▶ Data for the task:
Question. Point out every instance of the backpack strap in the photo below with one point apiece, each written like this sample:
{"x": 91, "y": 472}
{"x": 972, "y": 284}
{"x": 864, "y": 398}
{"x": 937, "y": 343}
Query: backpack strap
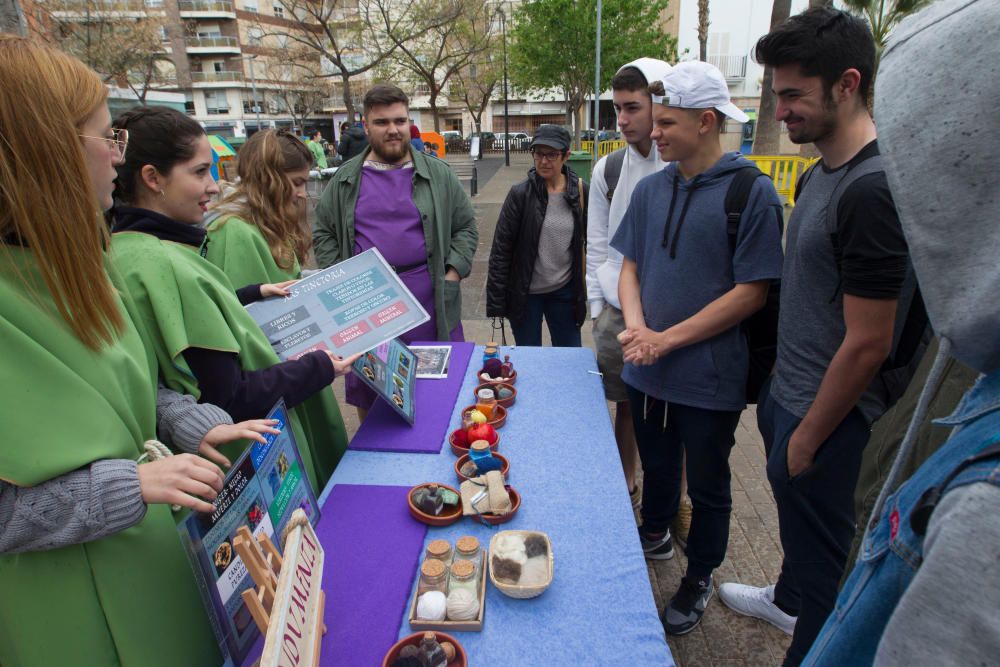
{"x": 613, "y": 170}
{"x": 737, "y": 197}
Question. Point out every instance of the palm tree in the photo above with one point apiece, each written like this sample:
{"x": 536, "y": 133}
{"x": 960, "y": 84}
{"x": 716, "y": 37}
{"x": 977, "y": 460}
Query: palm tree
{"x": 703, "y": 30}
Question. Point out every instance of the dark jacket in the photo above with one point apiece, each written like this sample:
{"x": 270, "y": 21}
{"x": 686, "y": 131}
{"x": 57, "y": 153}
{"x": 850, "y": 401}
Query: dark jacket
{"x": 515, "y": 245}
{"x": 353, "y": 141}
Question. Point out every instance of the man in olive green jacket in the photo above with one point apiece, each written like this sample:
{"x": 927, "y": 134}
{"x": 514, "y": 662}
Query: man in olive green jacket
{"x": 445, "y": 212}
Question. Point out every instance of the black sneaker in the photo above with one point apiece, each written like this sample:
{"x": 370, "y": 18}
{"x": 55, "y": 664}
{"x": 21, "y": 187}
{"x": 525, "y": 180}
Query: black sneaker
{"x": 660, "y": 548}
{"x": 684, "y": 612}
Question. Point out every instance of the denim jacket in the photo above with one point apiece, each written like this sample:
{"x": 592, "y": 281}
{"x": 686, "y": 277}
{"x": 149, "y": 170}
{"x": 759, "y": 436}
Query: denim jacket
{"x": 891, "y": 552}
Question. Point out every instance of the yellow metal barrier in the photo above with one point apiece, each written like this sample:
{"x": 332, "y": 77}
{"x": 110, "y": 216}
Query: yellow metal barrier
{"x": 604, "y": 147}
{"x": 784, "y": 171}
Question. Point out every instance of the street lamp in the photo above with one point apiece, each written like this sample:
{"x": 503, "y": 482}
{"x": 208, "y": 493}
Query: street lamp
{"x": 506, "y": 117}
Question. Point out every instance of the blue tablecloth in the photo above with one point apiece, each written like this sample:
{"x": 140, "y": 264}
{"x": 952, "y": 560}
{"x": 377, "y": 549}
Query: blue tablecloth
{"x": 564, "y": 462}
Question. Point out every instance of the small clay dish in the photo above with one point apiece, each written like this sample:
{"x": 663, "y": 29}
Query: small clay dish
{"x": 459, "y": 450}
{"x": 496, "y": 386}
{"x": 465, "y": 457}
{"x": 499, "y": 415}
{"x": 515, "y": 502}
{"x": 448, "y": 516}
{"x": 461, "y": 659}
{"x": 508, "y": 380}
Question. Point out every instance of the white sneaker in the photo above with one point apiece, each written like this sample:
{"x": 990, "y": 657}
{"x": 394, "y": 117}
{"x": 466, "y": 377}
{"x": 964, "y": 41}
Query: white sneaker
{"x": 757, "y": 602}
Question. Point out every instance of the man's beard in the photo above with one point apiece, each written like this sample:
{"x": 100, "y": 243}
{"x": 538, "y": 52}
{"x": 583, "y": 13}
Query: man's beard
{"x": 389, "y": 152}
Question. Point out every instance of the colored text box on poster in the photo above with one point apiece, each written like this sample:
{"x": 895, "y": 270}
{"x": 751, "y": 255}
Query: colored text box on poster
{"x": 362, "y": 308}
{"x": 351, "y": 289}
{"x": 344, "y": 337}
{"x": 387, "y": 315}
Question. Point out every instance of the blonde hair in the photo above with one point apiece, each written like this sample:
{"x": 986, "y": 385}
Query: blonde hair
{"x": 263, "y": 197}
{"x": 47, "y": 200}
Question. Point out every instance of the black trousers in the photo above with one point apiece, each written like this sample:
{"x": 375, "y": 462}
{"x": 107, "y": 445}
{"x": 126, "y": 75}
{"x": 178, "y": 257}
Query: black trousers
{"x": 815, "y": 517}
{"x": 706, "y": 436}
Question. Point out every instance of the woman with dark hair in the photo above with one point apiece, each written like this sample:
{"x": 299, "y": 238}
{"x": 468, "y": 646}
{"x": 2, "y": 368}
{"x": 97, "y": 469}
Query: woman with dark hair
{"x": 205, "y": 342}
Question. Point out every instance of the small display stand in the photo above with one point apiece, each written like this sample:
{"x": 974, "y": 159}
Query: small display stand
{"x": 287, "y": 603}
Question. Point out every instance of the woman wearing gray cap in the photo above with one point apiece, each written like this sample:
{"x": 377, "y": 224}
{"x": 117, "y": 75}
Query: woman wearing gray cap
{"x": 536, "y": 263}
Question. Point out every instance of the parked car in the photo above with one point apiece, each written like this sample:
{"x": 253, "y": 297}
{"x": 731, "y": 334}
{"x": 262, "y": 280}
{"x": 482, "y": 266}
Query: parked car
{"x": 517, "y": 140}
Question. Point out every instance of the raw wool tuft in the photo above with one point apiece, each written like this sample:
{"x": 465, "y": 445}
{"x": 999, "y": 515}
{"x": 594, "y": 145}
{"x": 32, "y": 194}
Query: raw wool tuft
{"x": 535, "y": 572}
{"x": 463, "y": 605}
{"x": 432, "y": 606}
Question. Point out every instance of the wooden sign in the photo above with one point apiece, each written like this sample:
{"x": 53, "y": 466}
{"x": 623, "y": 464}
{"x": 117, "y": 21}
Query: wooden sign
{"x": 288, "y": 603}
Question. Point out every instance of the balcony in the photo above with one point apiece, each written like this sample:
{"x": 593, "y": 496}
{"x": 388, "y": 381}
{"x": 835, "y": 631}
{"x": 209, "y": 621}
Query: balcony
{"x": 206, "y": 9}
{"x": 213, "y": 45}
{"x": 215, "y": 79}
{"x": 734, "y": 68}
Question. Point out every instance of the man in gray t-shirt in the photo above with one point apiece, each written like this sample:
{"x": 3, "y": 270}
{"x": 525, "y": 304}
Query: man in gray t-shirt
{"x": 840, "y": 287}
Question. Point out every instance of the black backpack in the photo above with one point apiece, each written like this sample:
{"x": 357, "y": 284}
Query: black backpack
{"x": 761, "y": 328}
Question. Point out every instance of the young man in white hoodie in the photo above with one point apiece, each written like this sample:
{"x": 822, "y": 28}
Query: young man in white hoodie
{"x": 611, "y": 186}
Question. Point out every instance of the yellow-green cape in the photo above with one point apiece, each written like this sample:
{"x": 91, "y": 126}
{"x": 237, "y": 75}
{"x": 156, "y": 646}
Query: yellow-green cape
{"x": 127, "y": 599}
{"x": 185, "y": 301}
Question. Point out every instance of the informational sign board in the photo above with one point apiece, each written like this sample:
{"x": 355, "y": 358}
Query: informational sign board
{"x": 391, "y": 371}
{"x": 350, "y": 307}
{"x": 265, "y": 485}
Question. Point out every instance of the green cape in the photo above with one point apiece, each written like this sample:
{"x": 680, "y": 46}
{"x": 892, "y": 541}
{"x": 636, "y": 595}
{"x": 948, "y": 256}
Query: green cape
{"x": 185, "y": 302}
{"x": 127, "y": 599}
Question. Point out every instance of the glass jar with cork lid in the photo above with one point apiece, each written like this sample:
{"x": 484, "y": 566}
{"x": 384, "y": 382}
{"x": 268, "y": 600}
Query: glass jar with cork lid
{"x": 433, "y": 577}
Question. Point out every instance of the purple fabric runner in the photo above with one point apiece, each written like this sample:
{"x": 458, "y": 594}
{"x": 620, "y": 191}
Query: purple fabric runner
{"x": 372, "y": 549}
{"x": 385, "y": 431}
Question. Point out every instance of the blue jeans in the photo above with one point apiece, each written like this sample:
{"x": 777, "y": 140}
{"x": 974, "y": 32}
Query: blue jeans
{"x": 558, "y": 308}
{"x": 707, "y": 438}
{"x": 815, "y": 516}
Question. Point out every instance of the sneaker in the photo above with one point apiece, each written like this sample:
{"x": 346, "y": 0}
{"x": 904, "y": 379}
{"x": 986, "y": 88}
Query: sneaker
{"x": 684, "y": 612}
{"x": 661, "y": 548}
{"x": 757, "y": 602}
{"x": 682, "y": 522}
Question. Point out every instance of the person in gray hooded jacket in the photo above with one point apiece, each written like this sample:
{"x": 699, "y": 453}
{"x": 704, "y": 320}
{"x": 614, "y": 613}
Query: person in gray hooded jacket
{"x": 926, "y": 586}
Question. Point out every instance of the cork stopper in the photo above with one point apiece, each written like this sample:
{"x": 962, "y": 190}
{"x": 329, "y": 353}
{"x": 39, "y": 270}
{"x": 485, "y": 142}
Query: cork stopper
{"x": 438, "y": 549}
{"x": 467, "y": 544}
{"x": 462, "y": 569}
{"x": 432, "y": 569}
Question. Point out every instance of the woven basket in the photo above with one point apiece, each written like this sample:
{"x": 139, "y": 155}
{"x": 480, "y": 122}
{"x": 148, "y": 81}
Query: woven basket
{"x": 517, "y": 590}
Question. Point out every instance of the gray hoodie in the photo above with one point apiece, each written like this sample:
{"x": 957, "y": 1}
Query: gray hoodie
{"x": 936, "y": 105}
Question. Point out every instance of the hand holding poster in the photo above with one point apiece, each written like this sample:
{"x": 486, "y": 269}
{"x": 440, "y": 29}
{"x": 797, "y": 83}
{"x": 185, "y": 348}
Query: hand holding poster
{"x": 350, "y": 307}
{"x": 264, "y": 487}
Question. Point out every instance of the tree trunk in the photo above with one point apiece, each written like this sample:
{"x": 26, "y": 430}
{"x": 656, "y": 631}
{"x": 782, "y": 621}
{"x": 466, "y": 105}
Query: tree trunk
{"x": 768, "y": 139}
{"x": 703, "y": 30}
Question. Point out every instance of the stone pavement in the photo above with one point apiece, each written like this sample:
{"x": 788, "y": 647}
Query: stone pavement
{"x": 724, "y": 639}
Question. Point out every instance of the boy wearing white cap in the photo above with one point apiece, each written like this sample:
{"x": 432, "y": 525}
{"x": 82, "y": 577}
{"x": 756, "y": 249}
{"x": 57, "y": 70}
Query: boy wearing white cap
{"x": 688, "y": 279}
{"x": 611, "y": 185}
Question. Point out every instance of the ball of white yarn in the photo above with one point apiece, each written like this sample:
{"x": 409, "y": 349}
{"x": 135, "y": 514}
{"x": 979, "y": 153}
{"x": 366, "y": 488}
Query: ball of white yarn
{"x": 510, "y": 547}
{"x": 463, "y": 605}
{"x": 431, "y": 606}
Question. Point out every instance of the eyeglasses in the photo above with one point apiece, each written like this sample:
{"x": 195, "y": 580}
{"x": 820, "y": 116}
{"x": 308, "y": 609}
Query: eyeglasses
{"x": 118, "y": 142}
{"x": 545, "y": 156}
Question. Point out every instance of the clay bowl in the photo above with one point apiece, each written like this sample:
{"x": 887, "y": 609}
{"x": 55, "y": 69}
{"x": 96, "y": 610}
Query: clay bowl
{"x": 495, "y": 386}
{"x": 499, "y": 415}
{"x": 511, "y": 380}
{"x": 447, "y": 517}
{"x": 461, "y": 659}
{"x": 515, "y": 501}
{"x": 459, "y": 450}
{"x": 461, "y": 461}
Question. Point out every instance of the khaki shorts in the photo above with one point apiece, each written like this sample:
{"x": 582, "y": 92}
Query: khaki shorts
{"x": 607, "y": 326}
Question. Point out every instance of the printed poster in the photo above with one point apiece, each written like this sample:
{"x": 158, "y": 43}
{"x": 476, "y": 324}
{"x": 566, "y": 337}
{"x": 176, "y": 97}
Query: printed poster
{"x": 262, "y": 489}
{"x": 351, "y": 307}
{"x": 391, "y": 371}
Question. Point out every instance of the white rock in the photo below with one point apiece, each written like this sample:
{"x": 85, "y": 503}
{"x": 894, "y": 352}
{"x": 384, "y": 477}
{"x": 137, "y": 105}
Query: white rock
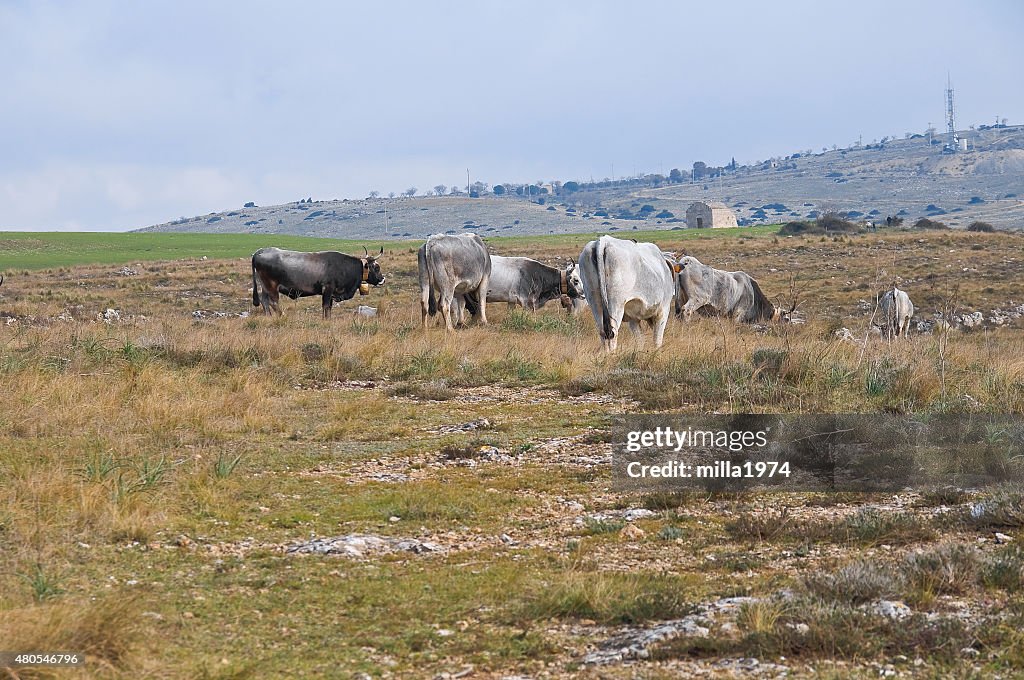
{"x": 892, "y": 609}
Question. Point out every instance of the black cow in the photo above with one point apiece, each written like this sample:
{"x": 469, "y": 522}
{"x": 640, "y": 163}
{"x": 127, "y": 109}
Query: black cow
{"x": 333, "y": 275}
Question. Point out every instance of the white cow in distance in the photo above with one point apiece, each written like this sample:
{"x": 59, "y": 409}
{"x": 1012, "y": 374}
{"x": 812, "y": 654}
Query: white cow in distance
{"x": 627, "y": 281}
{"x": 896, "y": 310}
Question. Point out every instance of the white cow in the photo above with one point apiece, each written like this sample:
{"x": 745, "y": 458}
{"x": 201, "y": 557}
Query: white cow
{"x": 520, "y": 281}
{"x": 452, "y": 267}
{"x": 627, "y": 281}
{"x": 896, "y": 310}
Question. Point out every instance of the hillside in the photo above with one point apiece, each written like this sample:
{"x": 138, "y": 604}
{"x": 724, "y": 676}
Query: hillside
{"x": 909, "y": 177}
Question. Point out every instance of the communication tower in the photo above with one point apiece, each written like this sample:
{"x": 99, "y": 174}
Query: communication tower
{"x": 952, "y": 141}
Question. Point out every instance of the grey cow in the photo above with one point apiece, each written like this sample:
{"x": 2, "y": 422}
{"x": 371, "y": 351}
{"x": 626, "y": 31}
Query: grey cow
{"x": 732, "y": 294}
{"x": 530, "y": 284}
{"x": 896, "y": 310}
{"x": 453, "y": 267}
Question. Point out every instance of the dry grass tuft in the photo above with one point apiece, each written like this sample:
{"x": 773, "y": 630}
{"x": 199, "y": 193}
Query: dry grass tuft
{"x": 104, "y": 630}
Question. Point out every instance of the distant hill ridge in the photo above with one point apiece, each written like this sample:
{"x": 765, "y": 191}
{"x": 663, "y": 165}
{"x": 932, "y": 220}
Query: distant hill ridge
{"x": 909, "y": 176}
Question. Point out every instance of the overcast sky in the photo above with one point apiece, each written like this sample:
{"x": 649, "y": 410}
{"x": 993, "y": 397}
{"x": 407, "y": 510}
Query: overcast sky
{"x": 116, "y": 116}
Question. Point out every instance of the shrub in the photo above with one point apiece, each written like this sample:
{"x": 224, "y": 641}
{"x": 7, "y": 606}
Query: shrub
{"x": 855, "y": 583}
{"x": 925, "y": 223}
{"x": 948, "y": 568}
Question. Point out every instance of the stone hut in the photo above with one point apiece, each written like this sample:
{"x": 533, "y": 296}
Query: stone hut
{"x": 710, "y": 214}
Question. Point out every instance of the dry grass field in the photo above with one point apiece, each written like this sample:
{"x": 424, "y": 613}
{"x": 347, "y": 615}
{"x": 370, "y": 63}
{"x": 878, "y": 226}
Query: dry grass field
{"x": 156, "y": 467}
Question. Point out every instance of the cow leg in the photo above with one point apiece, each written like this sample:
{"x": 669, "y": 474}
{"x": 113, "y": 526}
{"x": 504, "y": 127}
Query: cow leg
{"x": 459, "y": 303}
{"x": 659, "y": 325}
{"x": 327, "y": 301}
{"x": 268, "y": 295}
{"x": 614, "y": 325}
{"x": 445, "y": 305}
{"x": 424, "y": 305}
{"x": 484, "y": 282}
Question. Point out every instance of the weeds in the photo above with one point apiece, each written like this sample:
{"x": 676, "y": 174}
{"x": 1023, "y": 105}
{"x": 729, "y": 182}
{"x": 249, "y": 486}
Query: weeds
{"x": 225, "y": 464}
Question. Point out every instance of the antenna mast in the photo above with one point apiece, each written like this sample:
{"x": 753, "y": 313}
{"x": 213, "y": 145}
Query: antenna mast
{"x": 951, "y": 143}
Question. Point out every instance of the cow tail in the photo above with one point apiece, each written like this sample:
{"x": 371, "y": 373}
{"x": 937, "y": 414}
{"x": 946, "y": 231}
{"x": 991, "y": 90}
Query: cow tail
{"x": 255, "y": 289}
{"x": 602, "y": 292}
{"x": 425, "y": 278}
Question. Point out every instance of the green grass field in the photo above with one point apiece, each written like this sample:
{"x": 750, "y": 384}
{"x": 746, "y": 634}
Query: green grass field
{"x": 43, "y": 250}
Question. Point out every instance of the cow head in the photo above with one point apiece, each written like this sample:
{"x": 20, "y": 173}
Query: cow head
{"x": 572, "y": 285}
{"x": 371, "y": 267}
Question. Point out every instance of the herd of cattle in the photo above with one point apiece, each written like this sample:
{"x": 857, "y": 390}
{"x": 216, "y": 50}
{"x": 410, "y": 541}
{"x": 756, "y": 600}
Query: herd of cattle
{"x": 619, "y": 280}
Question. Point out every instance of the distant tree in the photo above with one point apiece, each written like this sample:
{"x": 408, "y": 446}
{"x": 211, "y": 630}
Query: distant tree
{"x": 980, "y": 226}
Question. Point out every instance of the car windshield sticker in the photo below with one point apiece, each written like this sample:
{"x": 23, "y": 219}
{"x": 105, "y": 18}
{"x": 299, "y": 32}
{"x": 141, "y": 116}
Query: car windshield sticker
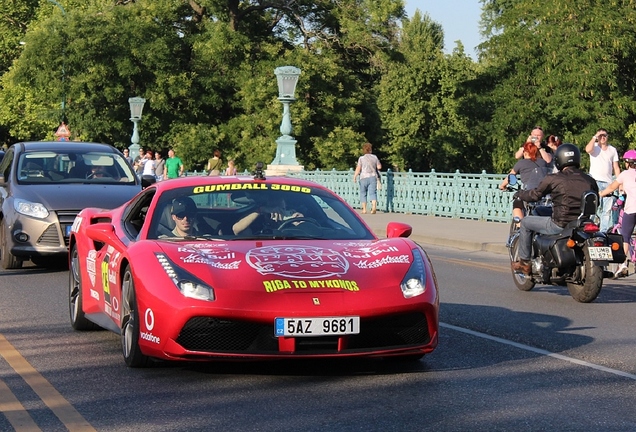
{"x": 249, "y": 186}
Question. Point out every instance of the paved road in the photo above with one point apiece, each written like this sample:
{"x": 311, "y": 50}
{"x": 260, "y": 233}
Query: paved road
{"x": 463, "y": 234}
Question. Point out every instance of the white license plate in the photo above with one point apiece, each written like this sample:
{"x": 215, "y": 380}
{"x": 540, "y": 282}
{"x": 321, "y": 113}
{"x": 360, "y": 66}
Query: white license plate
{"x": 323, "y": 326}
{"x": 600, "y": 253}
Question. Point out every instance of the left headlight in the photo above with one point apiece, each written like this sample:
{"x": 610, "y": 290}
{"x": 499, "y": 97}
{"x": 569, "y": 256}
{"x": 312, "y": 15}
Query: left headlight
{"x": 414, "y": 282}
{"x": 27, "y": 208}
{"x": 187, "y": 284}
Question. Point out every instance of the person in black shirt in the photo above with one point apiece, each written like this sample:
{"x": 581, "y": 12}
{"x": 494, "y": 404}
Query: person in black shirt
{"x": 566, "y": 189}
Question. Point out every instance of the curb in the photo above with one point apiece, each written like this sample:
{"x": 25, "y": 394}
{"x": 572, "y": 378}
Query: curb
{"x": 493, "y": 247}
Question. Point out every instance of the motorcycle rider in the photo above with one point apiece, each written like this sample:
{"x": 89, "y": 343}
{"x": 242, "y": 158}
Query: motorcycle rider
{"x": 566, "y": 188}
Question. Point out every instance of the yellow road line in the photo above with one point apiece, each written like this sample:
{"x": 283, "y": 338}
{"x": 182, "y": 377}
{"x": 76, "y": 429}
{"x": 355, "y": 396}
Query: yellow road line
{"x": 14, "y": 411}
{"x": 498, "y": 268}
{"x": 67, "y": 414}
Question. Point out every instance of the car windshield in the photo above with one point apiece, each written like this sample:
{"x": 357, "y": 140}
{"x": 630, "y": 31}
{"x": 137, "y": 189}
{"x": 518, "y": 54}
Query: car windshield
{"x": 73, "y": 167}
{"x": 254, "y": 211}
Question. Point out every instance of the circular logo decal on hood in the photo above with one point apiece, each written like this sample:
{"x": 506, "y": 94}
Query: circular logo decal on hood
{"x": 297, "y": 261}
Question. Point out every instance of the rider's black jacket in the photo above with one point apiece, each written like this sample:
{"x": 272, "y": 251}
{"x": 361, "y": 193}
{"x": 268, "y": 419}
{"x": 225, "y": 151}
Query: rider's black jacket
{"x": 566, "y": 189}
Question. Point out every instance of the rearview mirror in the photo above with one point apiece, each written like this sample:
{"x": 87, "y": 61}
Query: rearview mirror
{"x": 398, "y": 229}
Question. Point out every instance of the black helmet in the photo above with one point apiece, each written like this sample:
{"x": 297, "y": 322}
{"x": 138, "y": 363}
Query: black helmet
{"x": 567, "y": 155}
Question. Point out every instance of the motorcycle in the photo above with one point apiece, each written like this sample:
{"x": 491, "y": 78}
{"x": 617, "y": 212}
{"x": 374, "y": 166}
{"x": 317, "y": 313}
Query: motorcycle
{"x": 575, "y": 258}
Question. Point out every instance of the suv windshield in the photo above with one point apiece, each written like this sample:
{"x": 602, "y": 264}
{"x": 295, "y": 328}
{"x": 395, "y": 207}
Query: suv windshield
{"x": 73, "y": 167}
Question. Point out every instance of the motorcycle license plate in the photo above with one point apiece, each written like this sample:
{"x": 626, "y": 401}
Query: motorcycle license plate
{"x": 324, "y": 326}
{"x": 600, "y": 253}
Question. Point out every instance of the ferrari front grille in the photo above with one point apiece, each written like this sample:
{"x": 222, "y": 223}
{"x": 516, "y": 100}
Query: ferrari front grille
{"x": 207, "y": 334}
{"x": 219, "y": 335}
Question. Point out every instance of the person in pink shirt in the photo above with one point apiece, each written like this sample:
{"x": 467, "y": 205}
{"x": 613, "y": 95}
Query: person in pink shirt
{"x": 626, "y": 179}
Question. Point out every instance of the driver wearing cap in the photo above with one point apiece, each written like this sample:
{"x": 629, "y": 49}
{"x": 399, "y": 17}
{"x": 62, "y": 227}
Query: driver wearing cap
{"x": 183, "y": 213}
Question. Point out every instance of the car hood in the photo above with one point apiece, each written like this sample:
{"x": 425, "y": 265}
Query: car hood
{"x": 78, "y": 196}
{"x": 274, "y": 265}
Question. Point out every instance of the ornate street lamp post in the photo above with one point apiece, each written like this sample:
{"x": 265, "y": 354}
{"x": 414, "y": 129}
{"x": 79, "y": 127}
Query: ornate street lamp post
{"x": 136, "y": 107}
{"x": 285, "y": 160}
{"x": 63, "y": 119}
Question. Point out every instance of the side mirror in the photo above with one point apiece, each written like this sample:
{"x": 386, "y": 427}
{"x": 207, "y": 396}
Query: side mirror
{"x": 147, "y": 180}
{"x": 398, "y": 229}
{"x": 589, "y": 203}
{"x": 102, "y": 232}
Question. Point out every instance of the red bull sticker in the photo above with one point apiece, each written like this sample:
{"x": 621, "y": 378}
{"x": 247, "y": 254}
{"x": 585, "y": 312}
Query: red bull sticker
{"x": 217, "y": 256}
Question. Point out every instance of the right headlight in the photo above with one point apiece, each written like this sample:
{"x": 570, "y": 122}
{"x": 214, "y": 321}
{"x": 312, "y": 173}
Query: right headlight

▶ Objective: Output exactly the lines above, from the one holding "Question. Point out every instance of the person in pink" through the end of the data, including the first and last.

▶ Solution to this task:
Question. Point out every instance of the person in pink shirt in the photo above with one point apiece, each written like this sample:
{"x": 467, "y": 205}
{"x": 613, "y": 95}
Query: person in pink shirt
{"x": 626, "y": 179}
Question. Point out every instance of the driver wearing cap in the photo above with one point apiece, each written like this sample:
{"x": 629, "y": 49}
{"x": 399, "y": 17}
{"x": 62, "y": 227}
Query: driver wearing cap
{"x": 183, "y": 213}
Question. Point out every instance of the car hood in the photo above with one point apiece, each written like this sample:
{"x": 425, "y": 265}
Query: car hood
{"x": 78, "y": 196}
{"x": 274, "y": 265}
Question. Point out every instance of the ornate street lamp post in the photo above with one point apiece, each written like this sample:
{"x": 265, "y": 354}
{"x": 414, "y": 129}
{"x": 79, "y": 127}
Query: ornate street lamp post
{"x": 136, "y": 107}
{"x": 285, "y": 160}
{"x": 63, "y": 119}
Question. Point out every instance of the side mirror in the photo above with one point apiece, each written like this sample:
{"x": 386, "y": 427}
{"x": 207, "y": 396}
Query: side mirror
{"x": 147, "y": 180}
{"x": 398, "y": 229}
{"x": 589, "y": 203}
{"x": 102, "y": 232}
Question. Point out every instance of the red bull sticker in the photo above with one point apiece, each written like this sample:
{"x": 621, "y": 378}
{"x": 247, "y": 254}
{"x": 585, "y": 312}
Query: red bull sticker
{"x": 217, "y": 256}
Question. Point out every instance of the right headlight in the photo above with one point apiece, each written like this sample:
{"x": 570, "y": 122}
{"x": 214, "y": 321}
{"x": 312, "y": 173}
Query: right headlight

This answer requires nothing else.